» **Work instructions**:
(A) In the passage on the proposed reverse stock split, what split ratio did the Board's September 28, 2000 resolution call for?
(B) Echo the stretch of the reverse stock split passage from "Fredrico Fazio directly" through "vote their shares.".
(C) Write what comes next in the reverse stock split passage, starting after its final sentence.

» **Passage given**:
________________________
Board Members Messrs. Stephen P. Conway and Jerry B. Conway
directly or indirectly own all of the 502,155 outstanding shares of
Class B Stock, and directly or indirectly own or by irrevocable proxy
control the voting rights of 917,407 shares of the Class A Stock
eligible to be cast on the approval of the proposed amendment to the
Articles. Board Members Messrs. Anthony J. Beisler, III and D.
Fredrico Fazio directly or indirectly own an aggregate of 387,301
shares of Class A Stock. These Board Members have advised the Company
that they intend to be present at the meeting, and to vote their
shares for the approval of the Reverse Stock Split proposal. Since
the number of shares of Common Stock held or controlled by these four
shareholders represents a majority of the votes that may be cast at
the Special Meeting, these shareholders will be able to approve the
proposed amendment to the Articles, regardless of how the other
holders of Class A Stock vote their shares.
<PAGE>
REVERSE STOCK SPLIT PROPOSAL
Summary of Reverse Stock Split Proposal
On February 9, 2000, the Board discussed the mechanics and
anticipated effects of a possible reverse stock split of the Company's
Class A Stock and the Class B Stock (the "Reverse Stock Split"). On
September 28, 2000, the Board adopted a resolution, subject to
shareholder approval, that the Articles be amended to effect an 20 to
1 reverse stock split of the Company's common stock, such that each
20 shares of existing Class A Stock and Class B Stock will be
respectively combined into one share of "new" Class A Stock and one
share of "new" Class B Stock. The form of amendment to the Articles
to effect this transaction is attached hereto as Appendix A (the
"Amendment").
________________________
» **Items**:

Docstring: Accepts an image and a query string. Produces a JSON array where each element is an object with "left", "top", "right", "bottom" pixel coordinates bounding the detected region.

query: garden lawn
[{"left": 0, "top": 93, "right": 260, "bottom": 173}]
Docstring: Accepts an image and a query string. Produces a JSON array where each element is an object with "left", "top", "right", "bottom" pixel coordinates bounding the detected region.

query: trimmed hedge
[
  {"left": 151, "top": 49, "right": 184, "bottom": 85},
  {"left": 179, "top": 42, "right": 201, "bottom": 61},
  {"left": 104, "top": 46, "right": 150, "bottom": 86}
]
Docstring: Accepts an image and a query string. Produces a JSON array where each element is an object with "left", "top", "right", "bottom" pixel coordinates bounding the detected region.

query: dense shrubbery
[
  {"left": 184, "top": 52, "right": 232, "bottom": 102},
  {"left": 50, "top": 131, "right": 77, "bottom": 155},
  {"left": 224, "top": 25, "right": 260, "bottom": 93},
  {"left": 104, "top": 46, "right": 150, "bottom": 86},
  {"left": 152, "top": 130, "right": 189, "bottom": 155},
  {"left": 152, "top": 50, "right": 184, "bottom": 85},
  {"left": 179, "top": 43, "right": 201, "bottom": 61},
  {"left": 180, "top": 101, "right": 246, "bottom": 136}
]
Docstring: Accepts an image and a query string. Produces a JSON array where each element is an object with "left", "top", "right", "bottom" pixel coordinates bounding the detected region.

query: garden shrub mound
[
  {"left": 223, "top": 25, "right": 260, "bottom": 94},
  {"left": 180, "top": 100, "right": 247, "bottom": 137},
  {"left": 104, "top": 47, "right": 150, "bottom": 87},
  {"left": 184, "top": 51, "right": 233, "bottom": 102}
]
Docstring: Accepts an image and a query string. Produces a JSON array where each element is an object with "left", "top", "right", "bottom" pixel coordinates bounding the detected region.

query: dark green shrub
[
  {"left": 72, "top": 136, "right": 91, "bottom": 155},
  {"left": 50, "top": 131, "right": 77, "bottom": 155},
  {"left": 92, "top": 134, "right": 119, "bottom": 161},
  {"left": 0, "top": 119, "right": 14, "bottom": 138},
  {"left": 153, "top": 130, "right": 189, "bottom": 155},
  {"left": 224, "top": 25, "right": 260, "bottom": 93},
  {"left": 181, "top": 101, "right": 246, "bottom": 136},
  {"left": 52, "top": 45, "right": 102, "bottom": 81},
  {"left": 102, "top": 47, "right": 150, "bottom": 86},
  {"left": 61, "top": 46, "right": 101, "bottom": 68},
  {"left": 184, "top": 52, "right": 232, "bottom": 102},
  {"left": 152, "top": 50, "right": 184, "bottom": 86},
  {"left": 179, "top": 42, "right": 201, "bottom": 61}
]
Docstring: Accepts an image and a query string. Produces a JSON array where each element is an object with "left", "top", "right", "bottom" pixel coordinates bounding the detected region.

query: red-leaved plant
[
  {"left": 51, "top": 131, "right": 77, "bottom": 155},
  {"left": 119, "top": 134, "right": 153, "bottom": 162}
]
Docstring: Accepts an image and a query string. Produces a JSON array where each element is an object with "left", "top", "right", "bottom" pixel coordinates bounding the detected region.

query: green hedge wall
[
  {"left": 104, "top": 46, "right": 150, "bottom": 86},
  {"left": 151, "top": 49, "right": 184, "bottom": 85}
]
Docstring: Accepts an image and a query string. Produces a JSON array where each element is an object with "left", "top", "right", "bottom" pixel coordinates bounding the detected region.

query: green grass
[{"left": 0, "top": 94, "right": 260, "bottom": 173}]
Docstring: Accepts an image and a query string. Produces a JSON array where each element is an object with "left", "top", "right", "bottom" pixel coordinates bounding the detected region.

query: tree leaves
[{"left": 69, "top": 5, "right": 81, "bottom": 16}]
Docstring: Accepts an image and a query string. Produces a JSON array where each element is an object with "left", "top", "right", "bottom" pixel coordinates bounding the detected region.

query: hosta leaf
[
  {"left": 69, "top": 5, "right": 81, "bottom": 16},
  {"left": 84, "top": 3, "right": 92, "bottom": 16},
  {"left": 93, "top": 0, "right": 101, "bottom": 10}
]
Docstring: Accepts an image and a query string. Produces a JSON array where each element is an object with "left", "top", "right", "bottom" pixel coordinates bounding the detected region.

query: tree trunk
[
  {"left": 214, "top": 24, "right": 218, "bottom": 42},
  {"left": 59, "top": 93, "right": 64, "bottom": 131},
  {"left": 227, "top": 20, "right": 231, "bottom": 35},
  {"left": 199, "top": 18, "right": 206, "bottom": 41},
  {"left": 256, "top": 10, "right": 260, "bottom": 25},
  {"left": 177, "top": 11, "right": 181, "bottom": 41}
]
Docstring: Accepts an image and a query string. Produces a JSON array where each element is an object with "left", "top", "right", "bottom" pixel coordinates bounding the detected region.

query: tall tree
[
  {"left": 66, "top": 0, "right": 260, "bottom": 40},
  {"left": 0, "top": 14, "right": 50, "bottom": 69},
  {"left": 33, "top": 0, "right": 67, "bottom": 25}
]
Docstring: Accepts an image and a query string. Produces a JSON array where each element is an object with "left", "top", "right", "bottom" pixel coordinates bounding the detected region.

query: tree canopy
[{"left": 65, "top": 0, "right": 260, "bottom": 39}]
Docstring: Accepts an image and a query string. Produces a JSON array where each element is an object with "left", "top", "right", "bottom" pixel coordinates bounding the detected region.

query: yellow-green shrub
________________________
» **Responses**:
(A) A 20 to 1 reverse stock split.

(B)
Fredrico Fazio directly or indirectly own an aggregate of 387,301
shares of Class A Stock. These Board Members have advised the Company
that they intend to be present at the meeting, and to vote their
shares for the approval of the Reverse Stock Split proposal. Since
the number of shares of Common Stock held or controlled by these four
shareholders represents a majority of the votes that may be cast at
the Special Meeting, these shareholders will be able to approve the
proposed amendment to the Articles, regardless of how the other
holders of Class A Stock vote their shares.

(C)
In order to complete the Reverse Stock Split, a majority of the
stockholders entitled to vote at the Special Meeting must approve an
amendment to the Articles. By approving this proposal, the
stockholders authorize the Board to implement the Reverse Stock Split
by filing the Amendment with Florida Secretary of State's office
within ten (10) business days following the proposal's approval at the
Special Meeting (hereinafter referred to as the "Effective Date").
The stockholders may not rescind their vote even if the timing of the
Amendment may adversely affect any particular stockholder.
The following table presents a summary of the effect of the
Reverse Stock Split proposal on the Company's stockholders. Please
note that we refer herein to our shareholders whose shares are
registered in their own names as "Registered Stockholders."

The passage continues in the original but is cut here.